**READING PASSAGE:**
════════════════
2.37. Regulatory oversight of the ECBs has been delegated to the FCAC. The FCAC will need sufficient financial and human resources to adequately fulfil its role, which will be passed on to taxpayers. We recommend that more details about the FCAC’s increased resources should be made publicly available and that the financial institutions and ECBs be subject to a levy to recoup the additional costs that will be incurred by the FCAC in supervising the ECBs[24].

2.38. We also recommend that the Proposed Guidelines include a description of how the FCAC will include all stakeholders, and in particular, consumer interests, in their oversight of ECBs. It should be made clear how the FCAC will:

  • deal with complaints received about the operation of an ECB;
  • determine proposed changes to an ECB’s terms of reference;
  • take action in respect of widespread unfair practices (“systemic industry problems”) referred to it by ECBs;
  • ensure transparency of systemic industry problems;
  • apply regulatory tools to deal with ECBs that breach requirements or processes;
  • have the ability to withdraw approval for an ECB; and
  • determine the process to be used in removing an ECB.

Tolling of Limitation Period Required

2.39. OBSI’s Terms of Reference require all participating firms to enter into a tolling agreement – an agreement that stops the clock on the limitation period for bringing an action in court. However, the Proposed Regulations and Proposed Guidelines do not provide the same protection to consumers. Therefore, under the Proposed Regulations, while a complaint is being considered by an ECB, the limitation period for a civil action could run out and leave the consumer without the option to bring an action in court. We believe that this is highly prejudicial to consumers and needs to be rectified. FAIR Canada strongly recommends that all ECB members be covered by a blanket tolling agreement which suspends the limitations period while a complaint is under consideration by the ECB. We recommend that this be stipulated in the Proposed Regulation.

Ability of Banks to Switch ECBs should Not Prejudice Consumers

2.40. The Proposed Regulations contemplate the ability of a bank to leave one ECB and join another and stipulates that the complaint and all related information will be transferred to the new ECB.[25]

2.41. The result of transferring the complaint to a new ECB will likely involve considerable delay and inconvenience to the parties, and would be inefficient, which is not in the interests of consumers. A far better approach would be to require the bank to give the ECB notice that it is going to switch to another ECB and that all existing complaints continue to be resolved by that ECB and not be transferred. A minimum notice period of 6 months should be mandated for a bank wishing to withdraw from an ECB.
════════════════
**PROVIDED MATERIAL:**
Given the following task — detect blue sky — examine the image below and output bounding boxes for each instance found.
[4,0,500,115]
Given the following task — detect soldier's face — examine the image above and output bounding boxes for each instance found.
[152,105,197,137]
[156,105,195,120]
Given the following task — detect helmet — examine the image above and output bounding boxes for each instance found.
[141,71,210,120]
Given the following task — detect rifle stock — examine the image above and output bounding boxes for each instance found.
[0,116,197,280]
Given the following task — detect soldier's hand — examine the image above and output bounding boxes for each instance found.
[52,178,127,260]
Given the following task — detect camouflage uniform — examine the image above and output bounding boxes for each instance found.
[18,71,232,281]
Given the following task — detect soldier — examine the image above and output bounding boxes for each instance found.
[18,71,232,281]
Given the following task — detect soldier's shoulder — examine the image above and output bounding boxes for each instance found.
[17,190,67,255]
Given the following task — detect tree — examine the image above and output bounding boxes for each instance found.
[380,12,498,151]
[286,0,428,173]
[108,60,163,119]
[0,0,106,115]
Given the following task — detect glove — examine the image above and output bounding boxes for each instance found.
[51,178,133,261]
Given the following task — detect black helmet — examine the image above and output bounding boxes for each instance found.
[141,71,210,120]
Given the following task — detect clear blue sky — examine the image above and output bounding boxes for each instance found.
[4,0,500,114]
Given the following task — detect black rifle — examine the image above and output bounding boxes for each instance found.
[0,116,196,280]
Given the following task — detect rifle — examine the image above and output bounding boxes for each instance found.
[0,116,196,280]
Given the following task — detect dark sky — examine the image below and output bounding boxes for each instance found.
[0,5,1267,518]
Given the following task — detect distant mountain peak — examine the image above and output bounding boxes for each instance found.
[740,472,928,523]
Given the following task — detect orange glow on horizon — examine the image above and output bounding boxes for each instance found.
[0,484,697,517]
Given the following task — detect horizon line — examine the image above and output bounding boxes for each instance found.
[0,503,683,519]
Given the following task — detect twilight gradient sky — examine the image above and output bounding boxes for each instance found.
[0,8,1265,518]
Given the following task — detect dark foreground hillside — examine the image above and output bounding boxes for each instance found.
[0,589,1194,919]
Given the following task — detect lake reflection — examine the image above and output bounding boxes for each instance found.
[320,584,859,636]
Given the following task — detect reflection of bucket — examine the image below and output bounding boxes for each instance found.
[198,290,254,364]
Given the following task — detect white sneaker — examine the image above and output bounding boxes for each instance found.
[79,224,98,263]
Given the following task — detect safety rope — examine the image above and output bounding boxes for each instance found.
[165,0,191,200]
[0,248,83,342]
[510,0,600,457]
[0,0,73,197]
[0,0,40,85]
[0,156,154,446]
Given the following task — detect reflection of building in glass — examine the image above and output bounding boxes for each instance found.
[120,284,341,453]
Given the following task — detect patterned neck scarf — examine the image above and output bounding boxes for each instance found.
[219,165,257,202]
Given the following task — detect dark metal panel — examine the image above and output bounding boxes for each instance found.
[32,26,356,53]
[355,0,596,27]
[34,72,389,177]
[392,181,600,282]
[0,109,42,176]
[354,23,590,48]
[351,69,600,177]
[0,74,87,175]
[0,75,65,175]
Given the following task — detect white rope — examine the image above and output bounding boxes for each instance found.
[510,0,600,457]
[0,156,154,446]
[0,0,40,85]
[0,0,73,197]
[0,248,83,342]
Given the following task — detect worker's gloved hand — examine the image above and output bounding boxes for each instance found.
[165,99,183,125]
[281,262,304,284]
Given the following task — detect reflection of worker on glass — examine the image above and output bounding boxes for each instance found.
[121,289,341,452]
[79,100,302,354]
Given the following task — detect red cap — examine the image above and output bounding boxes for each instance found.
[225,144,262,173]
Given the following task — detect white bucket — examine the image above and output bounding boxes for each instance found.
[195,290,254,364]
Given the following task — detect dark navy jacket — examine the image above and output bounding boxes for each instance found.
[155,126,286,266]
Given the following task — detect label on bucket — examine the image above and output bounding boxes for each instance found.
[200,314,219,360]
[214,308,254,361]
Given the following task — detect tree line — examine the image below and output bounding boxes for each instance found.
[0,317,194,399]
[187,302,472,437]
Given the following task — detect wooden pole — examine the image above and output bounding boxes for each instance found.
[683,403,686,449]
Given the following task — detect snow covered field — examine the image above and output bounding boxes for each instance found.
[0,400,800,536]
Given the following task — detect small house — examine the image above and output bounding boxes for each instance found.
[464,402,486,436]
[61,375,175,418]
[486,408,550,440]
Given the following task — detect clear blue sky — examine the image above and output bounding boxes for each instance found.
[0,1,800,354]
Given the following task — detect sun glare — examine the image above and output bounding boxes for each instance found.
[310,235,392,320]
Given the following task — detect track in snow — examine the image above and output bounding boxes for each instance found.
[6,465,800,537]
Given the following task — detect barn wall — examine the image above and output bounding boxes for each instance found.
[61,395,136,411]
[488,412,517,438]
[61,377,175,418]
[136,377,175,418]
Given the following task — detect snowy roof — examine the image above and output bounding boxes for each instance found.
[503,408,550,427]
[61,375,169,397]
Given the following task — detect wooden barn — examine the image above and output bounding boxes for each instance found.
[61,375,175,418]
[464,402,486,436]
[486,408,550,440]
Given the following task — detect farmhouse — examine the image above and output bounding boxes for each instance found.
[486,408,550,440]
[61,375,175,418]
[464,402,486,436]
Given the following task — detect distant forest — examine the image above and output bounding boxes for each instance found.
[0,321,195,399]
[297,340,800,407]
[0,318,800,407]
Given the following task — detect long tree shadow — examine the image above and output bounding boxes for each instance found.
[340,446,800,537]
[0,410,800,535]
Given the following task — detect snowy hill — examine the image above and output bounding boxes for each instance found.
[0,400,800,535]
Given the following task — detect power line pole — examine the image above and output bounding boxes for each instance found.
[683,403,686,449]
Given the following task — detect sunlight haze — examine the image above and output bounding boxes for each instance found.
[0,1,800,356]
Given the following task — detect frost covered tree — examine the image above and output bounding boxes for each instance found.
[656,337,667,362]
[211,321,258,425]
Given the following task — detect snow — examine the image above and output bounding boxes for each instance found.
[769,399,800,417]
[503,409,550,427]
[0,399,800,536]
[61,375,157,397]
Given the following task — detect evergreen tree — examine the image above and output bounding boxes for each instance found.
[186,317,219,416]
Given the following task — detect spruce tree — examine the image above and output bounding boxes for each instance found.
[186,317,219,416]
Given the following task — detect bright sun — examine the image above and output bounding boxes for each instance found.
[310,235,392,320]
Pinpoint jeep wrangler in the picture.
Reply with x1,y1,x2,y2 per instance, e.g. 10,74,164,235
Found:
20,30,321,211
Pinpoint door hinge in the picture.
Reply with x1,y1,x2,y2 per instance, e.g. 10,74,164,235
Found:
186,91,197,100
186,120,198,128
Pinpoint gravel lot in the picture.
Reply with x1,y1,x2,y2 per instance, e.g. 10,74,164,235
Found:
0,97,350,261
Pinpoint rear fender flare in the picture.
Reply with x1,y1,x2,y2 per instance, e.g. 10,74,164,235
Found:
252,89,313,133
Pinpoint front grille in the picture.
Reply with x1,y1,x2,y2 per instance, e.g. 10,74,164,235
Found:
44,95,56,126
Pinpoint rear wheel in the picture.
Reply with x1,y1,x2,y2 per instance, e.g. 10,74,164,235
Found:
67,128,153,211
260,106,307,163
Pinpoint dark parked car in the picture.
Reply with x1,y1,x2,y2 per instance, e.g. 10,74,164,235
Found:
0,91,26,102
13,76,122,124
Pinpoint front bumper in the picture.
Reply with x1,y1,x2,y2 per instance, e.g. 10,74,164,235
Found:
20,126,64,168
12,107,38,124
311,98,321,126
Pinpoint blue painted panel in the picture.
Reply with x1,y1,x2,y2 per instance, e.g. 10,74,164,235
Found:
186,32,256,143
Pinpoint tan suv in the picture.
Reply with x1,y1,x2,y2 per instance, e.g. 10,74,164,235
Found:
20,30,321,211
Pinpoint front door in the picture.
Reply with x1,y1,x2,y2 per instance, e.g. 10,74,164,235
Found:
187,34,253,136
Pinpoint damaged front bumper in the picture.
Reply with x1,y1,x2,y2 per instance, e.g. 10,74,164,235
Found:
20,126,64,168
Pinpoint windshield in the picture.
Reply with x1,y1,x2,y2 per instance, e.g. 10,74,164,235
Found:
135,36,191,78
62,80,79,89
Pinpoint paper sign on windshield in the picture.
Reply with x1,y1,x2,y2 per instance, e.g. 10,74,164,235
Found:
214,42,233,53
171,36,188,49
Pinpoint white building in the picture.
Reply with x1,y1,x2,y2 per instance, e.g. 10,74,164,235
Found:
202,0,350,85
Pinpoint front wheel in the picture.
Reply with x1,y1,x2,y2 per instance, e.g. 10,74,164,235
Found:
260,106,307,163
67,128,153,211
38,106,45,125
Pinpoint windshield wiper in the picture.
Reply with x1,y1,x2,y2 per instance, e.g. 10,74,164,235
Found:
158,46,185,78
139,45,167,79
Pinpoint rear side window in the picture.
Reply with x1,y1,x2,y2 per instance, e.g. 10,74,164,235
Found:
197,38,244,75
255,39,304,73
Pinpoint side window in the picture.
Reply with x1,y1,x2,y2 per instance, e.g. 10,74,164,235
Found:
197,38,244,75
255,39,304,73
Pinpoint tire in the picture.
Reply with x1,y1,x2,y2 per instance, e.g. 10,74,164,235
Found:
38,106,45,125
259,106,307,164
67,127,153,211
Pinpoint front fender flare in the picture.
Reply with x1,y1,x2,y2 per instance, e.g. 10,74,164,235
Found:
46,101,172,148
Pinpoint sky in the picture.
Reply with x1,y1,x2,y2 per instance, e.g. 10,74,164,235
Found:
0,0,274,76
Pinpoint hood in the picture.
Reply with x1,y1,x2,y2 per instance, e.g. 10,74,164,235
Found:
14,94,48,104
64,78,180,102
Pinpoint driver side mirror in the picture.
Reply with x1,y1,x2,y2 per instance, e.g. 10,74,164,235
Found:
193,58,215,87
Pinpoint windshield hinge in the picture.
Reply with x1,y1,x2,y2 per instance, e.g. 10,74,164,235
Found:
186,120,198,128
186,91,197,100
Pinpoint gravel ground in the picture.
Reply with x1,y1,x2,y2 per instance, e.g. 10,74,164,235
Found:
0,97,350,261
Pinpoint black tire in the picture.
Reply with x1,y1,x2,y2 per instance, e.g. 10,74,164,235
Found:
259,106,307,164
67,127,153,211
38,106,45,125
════════════════
**WHAT IS REQUIRED:**
In the passage on complaints bodies, what minimum notice period should a bank have to give before withdrawing from an ECB? The lines have nothing to do with the work here.

**SOLVED PROBLEM:**
At least 6 months.